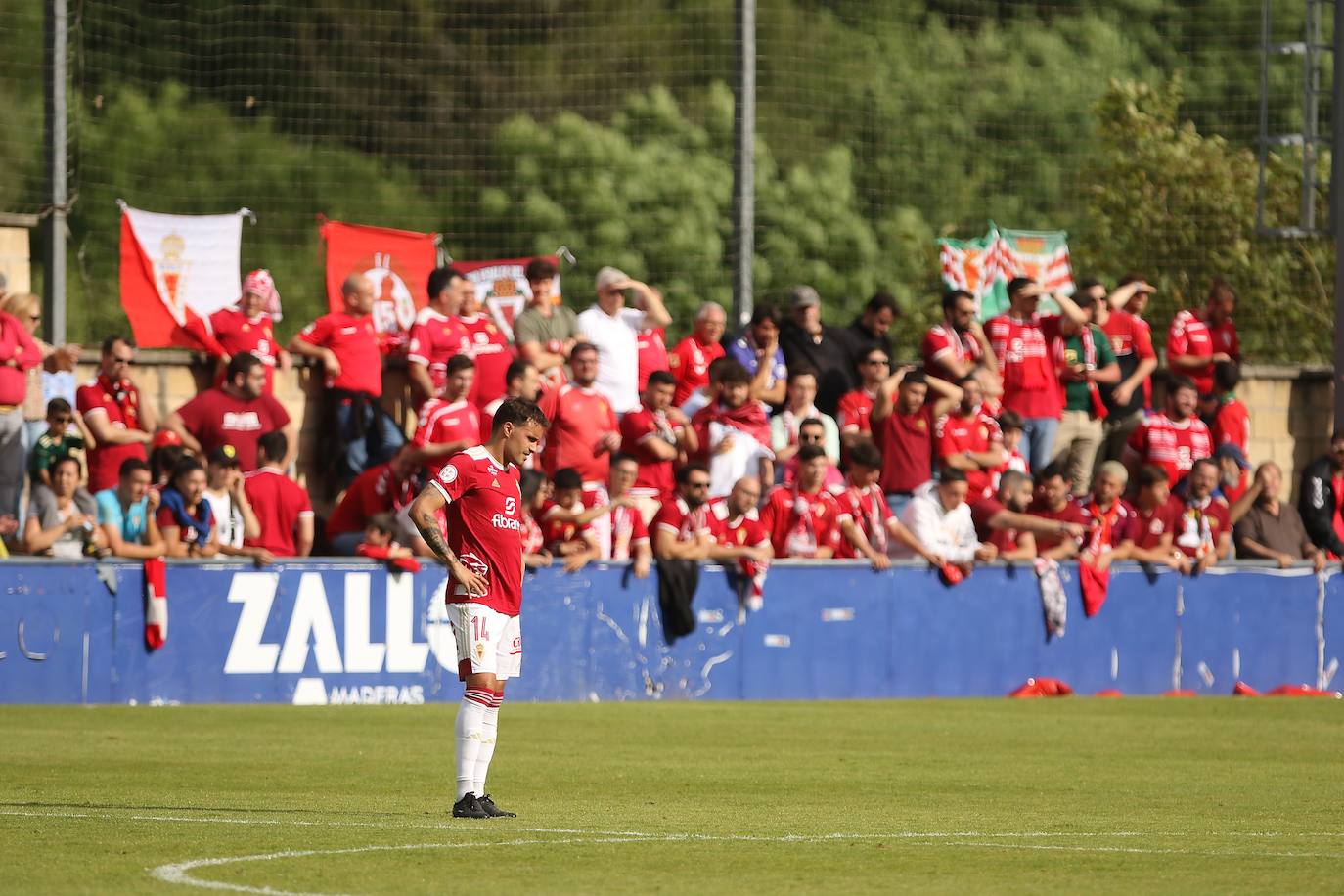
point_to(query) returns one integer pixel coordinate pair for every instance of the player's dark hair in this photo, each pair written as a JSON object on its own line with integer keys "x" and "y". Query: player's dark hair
{"x": 460, "y": 363}
{"x": 1226, "y": 377}
{"x": 567, "y": 478}
{"x": 683, "y": 474}
{"x": 274, "y": 443}
{"x": 241, "y": 363}
{"x": 949, "y": 298}
{"x": 539, "y": 269}
{"x": 866, "y": 454}
{"x": 949, "y": 474}
{"x": 519, "y": 411}
{"x": 811, "y": 453}
{"x": 661, "y": 378}
{"x": 132, "y": 465}
{"x": 734, "y": 374}
{"x": 1150, "y": 474}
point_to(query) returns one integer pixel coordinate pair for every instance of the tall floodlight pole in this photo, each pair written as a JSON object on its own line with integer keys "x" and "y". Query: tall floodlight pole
{"x": 54, "y": 132}
{"x": 1337, "y": 205}
{"x": 743, "y": 162}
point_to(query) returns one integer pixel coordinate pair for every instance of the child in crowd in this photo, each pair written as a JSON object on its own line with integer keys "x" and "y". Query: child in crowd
{"x": 56, "y": 443}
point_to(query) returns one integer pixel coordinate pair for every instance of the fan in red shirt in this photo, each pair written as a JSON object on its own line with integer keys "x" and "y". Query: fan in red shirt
{"x": 957, "y": 347}
{"x": 237, "y": 414}
{"x": 482, "y": 550}
{"x": 1204, "y": 528}
{"x": 969, "y": 439}
{"x": 381, "y": 489}
{"x": 584, "y": 428}
{"x": 281, "y": 506}
{"x": 854, "y": 410}
{"x": 1148, "y": 535}
{"x": 1175, "y": 439}
{"x": 1024, "y": 344}
{"x": 437, "y": 335}
{"x": 904, "y": 425}
{"x": 1197, "y": 340}
{"x": 654, "y": 434}
{"x": 489, "y": 349}
{"x": 111, "y": 406}
{"x": 691, "y": 357}
{"x": 1053, "y": 501}
{"x": 448, "y": 424}
{"x": 247, "y": 327}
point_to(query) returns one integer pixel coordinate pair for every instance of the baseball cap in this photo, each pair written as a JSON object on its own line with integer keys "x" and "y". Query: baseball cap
{"x": 225, "y": 456}
{"x": 1234, "y": 452}
{"x": 805, "y": 295}
{"x": 609, "y": 276}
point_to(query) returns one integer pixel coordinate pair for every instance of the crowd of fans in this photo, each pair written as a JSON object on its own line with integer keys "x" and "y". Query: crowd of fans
{"x": 1030, "y": 435}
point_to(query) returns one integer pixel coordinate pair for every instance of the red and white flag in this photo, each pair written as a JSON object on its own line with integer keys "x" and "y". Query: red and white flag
{"x": 503, "y": 289}
{"x": 175, "y": 269}
{"x": 399, "y": 263}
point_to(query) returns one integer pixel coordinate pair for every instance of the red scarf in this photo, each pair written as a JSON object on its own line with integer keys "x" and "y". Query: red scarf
{"x": 128, "y": 400}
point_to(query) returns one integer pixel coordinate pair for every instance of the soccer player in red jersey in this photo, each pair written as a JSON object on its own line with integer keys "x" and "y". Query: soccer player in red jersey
{"x": 1204, "y": 528}
{"x": 1055, "y": 503}
{"x": 448, "y": 424}
{"x": 691, "y": 357}
{"x": 1024, "y": 344}
{"x": 489, "y": 349}
{"x": 482, "y": 550}
{"x": 237, "y": 413}
{"x": 854, "y": 411}
{"x": 584, "y": 428}
{"x": 437, "y": 335}
{"x": 247, "y": 327}
{"x": 1148, "y": 533}
{"x": 957, "y": 347}
{"x": 969, "y": 441}
{"x": 1175, "y": 439}
{"x": 281, "y": 506}
{"x": 1197, "y": 340}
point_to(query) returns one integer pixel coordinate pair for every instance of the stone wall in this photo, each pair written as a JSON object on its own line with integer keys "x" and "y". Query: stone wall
{"x": 1290, "y": 407}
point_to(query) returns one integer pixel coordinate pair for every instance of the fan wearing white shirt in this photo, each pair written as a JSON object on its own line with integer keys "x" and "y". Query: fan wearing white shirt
{"x": 611, "y": 328}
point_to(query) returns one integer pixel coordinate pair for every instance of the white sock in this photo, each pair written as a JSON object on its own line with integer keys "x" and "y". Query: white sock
{"x": 470, "y": 733}
{"x": 489, "y": 731}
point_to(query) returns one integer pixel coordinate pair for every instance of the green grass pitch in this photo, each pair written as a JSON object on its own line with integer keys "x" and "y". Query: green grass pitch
{"x": 1084, "y": 795}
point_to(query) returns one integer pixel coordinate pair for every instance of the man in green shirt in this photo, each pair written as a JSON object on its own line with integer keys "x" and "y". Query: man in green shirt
{"x": 1088, "y": 360}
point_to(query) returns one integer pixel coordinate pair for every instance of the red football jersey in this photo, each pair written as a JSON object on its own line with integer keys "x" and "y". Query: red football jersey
{"x": 236, "y": 332}
{"x": 1172, "y": 446}
{"x": 279, "y": 503}
{"x": 906, "y": 442}
{"x": 1191, "y": 335}
{"x": 870, "y": 512}
{"x": 652, "y": 353}
{"x": 374, "y": 490}
{"x": 976, "y": 431}
{"x": 637, "y": 428}
{"x": 1027, "y": 364}
{"x": 492, "y": 355}
{"x": 434, "y": 338}
{"x": 354, "y": 340}
{"x": 800, "y": 524}
{"x": 101, "y": 396}
{"x": 218, "y": 418}
{"x": 942, "y": 344}
{"x": 1146, "y": 529}
{"x": 579, "y": 417}
{"x": 854, "y": 411}
{"x": 690, "y": 362}
{"x": 485, "y": 525}
{"x": 445, "y": 422}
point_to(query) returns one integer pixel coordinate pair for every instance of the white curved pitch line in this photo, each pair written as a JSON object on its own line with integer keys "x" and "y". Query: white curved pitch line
{"x": 179, "y": 872}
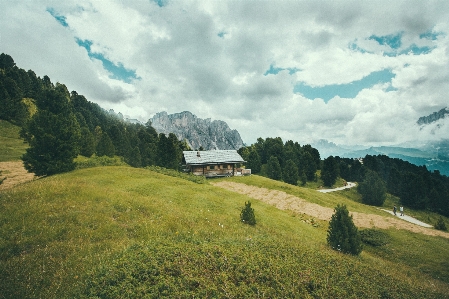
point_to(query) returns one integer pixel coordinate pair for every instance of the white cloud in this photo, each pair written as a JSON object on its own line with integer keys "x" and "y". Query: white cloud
{"x": 210, "y": 58}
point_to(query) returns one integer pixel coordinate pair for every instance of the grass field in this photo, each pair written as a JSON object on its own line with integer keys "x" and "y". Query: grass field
{"x": 121, "y": 232}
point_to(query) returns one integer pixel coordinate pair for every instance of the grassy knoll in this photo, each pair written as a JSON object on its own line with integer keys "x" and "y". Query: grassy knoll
{"x": 121, "y": 232}
{"x": 11, "y": 146}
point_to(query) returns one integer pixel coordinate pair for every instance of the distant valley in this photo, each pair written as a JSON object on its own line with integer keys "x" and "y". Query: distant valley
{"x": 210, "y": 135}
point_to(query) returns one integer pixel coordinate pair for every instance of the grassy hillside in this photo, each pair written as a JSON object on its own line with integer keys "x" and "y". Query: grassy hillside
{"x": 11, "y": 146}
{"x": 121, "y": 232}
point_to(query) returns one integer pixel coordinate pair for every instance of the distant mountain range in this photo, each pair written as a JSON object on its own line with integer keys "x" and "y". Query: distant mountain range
{"x": 425, "y": 120}
{"x": 433, "y": 154}
{"x": 198, "y": 132}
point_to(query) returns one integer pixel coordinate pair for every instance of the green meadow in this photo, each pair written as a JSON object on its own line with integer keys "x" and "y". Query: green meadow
{"x": 123, "y": 232}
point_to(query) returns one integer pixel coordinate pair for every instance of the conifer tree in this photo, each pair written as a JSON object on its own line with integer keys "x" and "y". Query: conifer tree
{"x": 53, "y": 134}
{"x": 342, "y": 234}
{"x": 330, "y": 171}
{"x": 247, "y": 215}
{"x": 87, "y": 142}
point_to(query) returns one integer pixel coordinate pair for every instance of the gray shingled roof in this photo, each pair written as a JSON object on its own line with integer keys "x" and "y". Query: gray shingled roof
{"x": 212, "y": 157}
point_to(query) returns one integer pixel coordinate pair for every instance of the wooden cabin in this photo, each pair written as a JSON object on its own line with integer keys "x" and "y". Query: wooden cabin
{"x": 216, "y": 163}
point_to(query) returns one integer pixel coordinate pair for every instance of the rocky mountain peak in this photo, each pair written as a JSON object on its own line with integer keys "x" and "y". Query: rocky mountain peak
{"x": 198, "y": 132}
{"x": 425, "y": 120}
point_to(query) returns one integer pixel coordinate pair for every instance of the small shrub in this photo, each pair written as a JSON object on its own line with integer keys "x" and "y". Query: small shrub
{"x": 440, "y": 225}
{"x": 1, "y": 179}
{"x": 374, "y": 237}
{"x": 247, "y": 215}
{"x": 342, "y": 234}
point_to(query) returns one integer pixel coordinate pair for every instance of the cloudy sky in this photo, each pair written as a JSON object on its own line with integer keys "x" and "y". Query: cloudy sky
{"x": 351, "y": 72}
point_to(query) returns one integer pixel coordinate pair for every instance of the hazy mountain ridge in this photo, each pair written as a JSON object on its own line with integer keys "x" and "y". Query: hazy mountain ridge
{"x": 196, "y": 131}
{"x": 435, "y": 156}
{"x": 424, "y": 120}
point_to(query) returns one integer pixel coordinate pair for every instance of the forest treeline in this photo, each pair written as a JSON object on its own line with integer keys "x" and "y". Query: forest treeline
{"x": 59, "y": 125}
{"x": 416, "y": 186}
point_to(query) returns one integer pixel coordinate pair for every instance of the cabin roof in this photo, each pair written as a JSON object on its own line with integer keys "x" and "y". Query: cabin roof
{"x": 212, "y": 157}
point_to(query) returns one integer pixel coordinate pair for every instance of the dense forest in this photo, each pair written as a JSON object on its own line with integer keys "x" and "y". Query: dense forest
{"x": 60, "y": 125}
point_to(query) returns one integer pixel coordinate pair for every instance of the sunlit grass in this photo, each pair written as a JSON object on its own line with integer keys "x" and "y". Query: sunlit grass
{"x": 74, "y": 235}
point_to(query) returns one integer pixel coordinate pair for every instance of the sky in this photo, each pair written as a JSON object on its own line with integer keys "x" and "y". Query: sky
{"x": 350, "y": 72}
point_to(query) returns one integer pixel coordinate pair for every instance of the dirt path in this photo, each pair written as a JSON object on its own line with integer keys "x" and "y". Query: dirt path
{"x": 15, "y": 174}
{"x": 284, "y": 201}
{"x": 349, "y": 185}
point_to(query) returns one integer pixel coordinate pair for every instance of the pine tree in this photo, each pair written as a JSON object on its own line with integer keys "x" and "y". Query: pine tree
{"x": 342, "y": 234}
{"x": 330, "y": 171}
{"x": 247, "y": 215}
{"x": 87, "y": 142}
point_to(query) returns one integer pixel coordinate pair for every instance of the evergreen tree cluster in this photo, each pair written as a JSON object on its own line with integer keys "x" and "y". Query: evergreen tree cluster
{"x": 59, "y": 125}
{"x": 287, "y": 161}
{"x": 416, "y": 186}
{"x": 342, "y": 234}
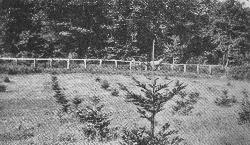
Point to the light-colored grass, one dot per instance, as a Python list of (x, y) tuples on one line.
[(29, 102)]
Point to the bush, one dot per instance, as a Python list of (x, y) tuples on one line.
[(2, 88), (186, 104), (6, 80), (244, 114), (96, 121), (240, 72), (225, 100), (105, 84), (114, 92), (98, 79)]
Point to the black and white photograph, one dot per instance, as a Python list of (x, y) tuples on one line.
[(124, 72)]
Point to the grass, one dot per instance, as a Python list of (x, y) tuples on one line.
[(30, 100)]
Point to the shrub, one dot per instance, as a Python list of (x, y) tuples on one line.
[(105, 84), (244, 114), (186, 104), (59, 95), (225, 100), (240, 72), (6, 80), (98, 79), (2, 88), (114, 92), (149, 106), (96, 120)]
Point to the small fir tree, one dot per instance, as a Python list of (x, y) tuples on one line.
[(149, 106)]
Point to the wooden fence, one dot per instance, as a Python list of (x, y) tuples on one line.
[(131, 63)]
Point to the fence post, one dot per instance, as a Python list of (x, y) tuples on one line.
[(210, 69), (16, 61), (172, 67), (185, 68), (100, 62), (68, 61), (34, 63), (198, 69), (85, 63), (116, 63), (50, 63)]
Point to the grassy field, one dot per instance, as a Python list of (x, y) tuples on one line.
[(28, 109)]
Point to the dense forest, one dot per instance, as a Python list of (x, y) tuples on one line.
[(197, 31)]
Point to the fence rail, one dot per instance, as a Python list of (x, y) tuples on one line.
[(131, 63)]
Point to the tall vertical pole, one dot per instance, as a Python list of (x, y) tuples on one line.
[(50, 63), (153, 54), (115, 63), (68, 61), (34, 63), (85, 63)]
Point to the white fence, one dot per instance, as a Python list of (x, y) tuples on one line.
[(131, 63)]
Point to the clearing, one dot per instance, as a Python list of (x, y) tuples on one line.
[(27, 109)]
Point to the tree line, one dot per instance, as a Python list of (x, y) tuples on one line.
##############################
Activity ::
Copy exactly, and only, the lines from the one containing "Point to the tall" through the last line of the listing.

Solved problem ::
Point to the tall vertical pole, one dot per instance, as a Python list of (x, y) tuples on one line.
[(50, 63), (153, 54), (115, 63), (68, 61), (34, 63), (85, 63)]
Point to the white fence, one dot per instance, as a Python list of (x, y) tuples on one line.
[(131, 63)]
Point to the clearing, one dot per instance, as a Python list of (x, y) tuples on one line.
[(27, 109)]
Point to the tree line, one dot per instance, as a Python list of (x, y) tuples on one line.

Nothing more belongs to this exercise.